• [ЗАДАНИЯ]:
[A] Когда, согласно тексту о стачках, был основан петербургский «Союз борьбы за освобождение рабочего класса»?
[B] Перепишите без изменений кусок из текста о стачках от слов "Как видим, глава" до слов "контролирует стачечное движение." включительно.

----- ТЕКСТ

Как видим, глава династии на роль арбитра в споре московского купечества с Витте и стоявшей за ним предпринимательской группы явно не годился. «Москвичи» поневоле озаботились поиском нестандартного способа защиты от натиска западного капитала. И обнаружили весьма действенное средство. Стачку! Если рабочие коллективы петербургских, украинских, закавказских акционерных компаний, казенных и частных, выступят против хозяев, добиваясь улучшения условий труда и быта, то инвестиционная привлекательность России для немецких, английских, французских и бельгийских банковских структур сразу же снизится. Их экспансия заметно ослабнет и замедлится. В идеале они вместе с Витте захотят договориться с теми, кто контролирует стачечное движение.
Сами купцы, конечно, поднять рабочий класс на борьбу не смогут. Нужен тот, к кому пролетариат прислушивается, за кем пойдет и… кому постоянно не хватает денег на столь масштабные мероприятия. В год расправы над Саввой Мамонтовым (1900) в России имелась организация, пользовавшаяся большим уважением среди рабочих, небогатая и, главное, имевшая успешный опыт проведения массовых забастовок. Петербургский «Союз борьбы за освобождение рабочего класса», основанный В.И. Ульяновым-Лениным и Ю.О. Мартовым осенью 1895 года и той же зимой лишившийся руководящей группы, арестованной полицией. Тем не менее в отсутствие вождей союз уже летом 1896-го прогремел на всю страну, возглавив стихийную стачку питерских ткачей. С 24 мая по 15 июня в Санкт-Петербурге не работали до восемнадцати с половиной тысяч рабочих двадцати одной ткацкой фабрики, требуя от владельцев сокращения рабочего дня и повышения зарплаты. Протест подавили, чередуя уступки с репрессиями. Спустя полгода история повторилась. 2 января 1897 года встали фабрики Максвеля. За ними остановили станки и другие предприятия города. Размах стачки побудил заняться рабочим вопросом самого Витте. Череда совещаний с фабрикантами завершилась обнародованием 7 января решения о сокращении с 16 апреля того же года по всей России рабочего дня до одиннадцати с половиной часов, за вычетом обеденного перерыва.

----------
----- ИСХОДНЫЕ ДАННЫЕ

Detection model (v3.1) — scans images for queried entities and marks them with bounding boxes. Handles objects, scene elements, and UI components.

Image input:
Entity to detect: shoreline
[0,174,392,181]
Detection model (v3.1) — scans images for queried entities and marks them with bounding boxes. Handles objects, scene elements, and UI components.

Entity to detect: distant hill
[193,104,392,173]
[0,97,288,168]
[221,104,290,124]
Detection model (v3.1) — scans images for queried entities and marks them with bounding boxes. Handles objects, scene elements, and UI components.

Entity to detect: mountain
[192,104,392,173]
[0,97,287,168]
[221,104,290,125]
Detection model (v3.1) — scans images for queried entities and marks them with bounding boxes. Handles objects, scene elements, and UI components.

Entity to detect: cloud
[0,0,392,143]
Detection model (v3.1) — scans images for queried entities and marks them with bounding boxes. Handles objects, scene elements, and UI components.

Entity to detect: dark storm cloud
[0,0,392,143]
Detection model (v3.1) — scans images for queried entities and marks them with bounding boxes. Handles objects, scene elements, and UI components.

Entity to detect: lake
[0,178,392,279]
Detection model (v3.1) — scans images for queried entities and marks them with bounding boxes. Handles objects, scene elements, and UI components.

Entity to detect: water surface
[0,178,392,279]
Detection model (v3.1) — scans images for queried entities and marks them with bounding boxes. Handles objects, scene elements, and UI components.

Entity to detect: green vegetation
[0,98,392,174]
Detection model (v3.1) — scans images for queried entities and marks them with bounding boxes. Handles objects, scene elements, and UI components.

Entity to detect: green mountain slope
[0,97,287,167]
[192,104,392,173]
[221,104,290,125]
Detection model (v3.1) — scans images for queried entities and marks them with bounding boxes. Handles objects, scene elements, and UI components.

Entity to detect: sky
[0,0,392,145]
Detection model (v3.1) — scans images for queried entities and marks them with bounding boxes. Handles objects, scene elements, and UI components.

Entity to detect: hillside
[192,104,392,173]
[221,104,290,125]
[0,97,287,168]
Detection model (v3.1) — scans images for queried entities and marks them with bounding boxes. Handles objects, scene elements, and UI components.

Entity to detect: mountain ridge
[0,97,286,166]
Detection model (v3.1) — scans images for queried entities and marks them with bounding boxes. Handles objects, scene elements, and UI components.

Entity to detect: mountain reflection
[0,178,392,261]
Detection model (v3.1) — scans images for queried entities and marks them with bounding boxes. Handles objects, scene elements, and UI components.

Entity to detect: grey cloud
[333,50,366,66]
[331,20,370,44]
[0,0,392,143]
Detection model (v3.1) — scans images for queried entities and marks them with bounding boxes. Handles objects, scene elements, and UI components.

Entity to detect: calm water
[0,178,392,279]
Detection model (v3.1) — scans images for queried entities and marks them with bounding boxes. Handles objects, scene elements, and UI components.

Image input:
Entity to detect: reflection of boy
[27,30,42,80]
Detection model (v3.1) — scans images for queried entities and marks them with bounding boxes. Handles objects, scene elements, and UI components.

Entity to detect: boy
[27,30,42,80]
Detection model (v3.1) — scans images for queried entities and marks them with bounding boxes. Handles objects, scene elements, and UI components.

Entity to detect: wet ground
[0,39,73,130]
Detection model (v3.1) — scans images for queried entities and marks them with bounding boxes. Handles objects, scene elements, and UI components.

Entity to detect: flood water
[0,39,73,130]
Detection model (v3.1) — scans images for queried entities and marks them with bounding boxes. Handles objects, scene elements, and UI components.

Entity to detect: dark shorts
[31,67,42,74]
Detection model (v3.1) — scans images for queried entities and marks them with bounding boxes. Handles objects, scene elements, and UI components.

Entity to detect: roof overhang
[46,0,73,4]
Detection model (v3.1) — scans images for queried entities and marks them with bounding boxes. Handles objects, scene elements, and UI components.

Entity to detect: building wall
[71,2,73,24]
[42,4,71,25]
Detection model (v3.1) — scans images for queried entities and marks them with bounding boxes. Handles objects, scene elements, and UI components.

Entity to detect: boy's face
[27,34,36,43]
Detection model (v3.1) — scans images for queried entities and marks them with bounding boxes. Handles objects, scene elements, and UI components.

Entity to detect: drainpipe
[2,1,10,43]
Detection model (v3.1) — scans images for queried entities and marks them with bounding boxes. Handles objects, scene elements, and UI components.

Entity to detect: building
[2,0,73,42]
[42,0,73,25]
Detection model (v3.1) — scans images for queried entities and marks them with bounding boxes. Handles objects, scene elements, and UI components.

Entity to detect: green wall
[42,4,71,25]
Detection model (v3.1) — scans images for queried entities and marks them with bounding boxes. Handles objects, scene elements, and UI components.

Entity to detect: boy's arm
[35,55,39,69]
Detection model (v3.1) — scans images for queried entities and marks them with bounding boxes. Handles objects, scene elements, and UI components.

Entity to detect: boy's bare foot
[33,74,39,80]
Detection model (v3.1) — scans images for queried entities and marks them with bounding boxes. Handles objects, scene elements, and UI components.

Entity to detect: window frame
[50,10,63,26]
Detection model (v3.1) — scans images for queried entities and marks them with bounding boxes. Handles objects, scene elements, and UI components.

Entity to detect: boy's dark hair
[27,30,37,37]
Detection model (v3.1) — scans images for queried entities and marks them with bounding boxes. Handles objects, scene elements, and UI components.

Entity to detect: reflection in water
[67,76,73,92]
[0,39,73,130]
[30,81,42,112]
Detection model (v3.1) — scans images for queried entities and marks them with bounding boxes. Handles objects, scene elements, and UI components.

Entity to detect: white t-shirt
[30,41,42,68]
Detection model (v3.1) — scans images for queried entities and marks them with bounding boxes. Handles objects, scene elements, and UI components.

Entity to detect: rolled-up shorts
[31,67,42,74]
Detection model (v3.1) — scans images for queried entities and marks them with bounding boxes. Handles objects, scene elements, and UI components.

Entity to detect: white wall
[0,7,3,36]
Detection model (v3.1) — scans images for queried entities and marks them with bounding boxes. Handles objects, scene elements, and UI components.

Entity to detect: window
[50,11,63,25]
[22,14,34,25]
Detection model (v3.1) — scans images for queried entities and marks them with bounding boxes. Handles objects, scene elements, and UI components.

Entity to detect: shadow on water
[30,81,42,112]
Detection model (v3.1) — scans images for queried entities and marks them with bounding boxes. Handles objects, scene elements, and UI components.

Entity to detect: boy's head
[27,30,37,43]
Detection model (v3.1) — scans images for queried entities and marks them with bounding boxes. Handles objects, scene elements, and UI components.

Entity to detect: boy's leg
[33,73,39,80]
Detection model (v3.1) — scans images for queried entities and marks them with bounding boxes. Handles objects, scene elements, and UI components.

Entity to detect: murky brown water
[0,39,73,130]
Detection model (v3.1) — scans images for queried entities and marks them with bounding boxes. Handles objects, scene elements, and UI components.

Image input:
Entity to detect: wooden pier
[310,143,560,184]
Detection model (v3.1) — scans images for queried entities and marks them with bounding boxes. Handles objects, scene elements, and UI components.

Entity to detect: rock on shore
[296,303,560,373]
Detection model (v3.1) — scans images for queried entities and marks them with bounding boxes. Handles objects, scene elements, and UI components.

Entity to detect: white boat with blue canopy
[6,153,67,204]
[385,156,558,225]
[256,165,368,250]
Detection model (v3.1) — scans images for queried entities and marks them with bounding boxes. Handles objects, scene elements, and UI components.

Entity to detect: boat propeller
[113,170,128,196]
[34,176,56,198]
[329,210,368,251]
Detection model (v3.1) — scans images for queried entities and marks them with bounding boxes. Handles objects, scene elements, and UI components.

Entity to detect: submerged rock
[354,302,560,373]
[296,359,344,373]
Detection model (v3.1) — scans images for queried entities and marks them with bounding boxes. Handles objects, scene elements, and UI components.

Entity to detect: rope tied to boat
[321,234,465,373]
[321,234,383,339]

----------

• [ОТВЕТЫ]:
[A] Осенью 1895 года.

[B]
Как видим, глава династии на роль арбитра в споре московского купечества с Витте и стоявшей за ним предпринимательской группы явно не годился. «Москвичи» поневоле озаботились поиском нестандартного способа защиты от натиска западного капитала. И обнаружили весьма действенное средство. Стачку! Если рабочие коллективы петербургских, украинских, закавказских акционерных компаний, казенных и частных, выступят против хозяев, добиваясь улучшения условий труда и быта, то инвестиционная привлекательность России для немецких, английских, французских и бельгийских банковских структур сразу же снизится. Их экспансия заметно ослабнет и замедлится. В идеале они вместе с Витте захотят договориться с теми, кто контролирует стачечное движение.